INSTRUCTIONS FOR THE TASK:
Exactly the lines from the beginning of the records to the line with "Category: illuminated headlight", both ends included, are to be given again, and pictures are to be left out.

---- SUPPLIED MATERIAL

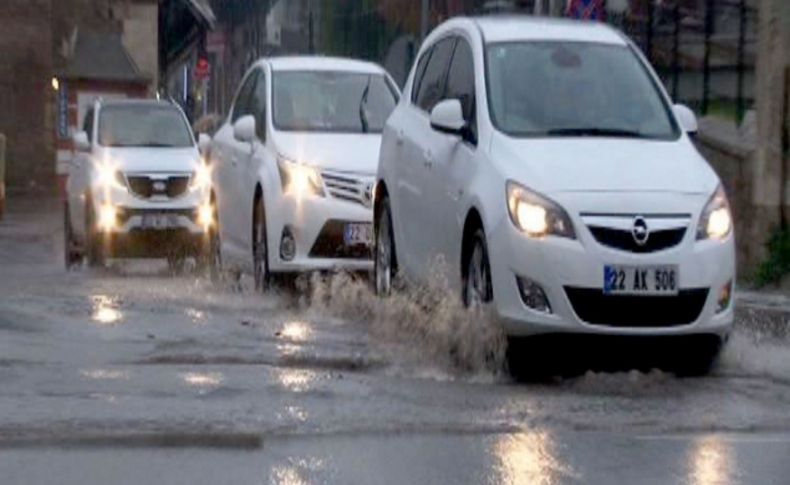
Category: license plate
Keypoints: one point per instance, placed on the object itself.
(640, 280)
(159, 221)
(358, 233)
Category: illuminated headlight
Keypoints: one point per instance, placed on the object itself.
(300, 180)
(535, 215)
(716, 219)
(201, 179)
(109, 177)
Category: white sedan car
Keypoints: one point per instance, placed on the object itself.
(294, 166)
(137, 185)
(544, 162)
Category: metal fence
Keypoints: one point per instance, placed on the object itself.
(704, 50)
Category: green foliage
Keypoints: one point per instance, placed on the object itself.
(777, 264)
(355, 29)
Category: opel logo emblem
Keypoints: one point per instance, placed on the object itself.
(640, 231)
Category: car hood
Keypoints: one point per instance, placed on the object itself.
(358, 153)
(604, 165)
(144, 159)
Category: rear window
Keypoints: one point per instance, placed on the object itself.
(332, 101)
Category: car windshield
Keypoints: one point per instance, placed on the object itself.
(331, 101)
(143, 126)
(546, 89)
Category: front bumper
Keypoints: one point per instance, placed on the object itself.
(316, 225)
(570, 272)
(134, 214)
(152, 227)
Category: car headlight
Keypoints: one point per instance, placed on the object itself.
(109, 177)
(716, 219)
(299, 179)
(536, 215)
(201, 179)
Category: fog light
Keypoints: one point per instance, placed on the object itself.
(533, 295)
(725, 297)
(206, 216)
(287, 245)
(108, 217)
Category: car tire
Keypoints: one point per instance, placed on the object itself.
(210, 257)
(385, 261)
(477, 290)
(96, 253)
(260, 252)
(72, 256)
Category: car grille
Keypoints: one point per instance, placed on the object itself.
(330, 244)
(624, 240)
(596, 308)
(349, 187)
(146, 186)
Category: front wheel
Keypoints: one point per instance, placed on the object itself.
(94, 239)
(260, 248)
(384, 262)
(477, 290)
(71, 254)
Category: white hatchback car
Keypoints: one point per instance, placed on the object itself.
(294, 166)
(544, 162)
(137, 186)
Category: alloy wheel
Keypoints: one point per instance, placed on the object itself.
(259, 250)
(384, 254)
(477, 288)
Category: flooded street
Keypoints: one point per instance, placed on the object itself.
(135, 375)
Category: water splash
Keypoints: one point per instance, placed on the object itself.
(428, 321)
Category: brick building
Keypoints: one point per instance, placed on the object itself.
(26, 109)
(36, 42)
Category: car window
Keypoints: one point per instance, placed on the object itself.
(331, 101)
(143, 125)
(241, 106)
(461, 81)
(432, 85)
(257, 106)
(419, 73)
(558, 88)
(87, 125)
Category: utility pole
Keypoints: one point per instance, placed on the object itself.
(424, 19)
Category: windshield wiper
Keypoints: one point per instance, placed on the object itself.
(592, 131)
(157, 145)
(363, 118)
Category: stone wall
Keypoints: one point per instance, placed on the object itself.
(33, 36)
(730, 152)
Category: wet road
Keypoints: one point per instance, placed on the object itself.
(134, 375)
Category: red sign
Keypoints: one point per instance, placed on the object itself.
(202, 68)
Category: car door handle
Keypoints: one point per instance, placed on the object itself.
(427, 159)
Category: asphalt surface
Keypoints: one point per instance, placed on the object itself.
(135, 375)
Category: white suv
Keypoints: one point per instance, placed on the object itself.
(137, 185)
(544, 162)
(294, 166)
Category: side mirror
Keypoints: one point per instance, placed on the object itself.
(81, 142)
(244, 129)
(204, 142)
(448, 117)
(686, 118)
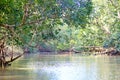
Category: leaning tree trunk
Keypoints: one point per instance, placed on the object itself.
(2, 54)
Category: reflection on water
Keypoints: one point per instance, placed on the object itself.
(63, 67)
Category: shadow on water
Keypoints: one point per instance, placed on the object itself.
(63, 67)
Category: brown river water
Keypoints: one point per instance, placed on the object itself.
(63, 67)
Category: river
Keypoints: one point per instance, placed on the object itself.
(63, 67)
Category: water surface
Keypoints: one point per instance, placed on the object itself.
(63, 67)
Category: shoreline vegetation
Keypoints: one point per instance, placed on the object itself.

--------

OUTPUT OF THE EXERCISE:
Category: license plate
Keypoints: one point per instance, placed on the object itself.
(640, 280)
(159, 221)
(358, 233)
Category: illuminated headlight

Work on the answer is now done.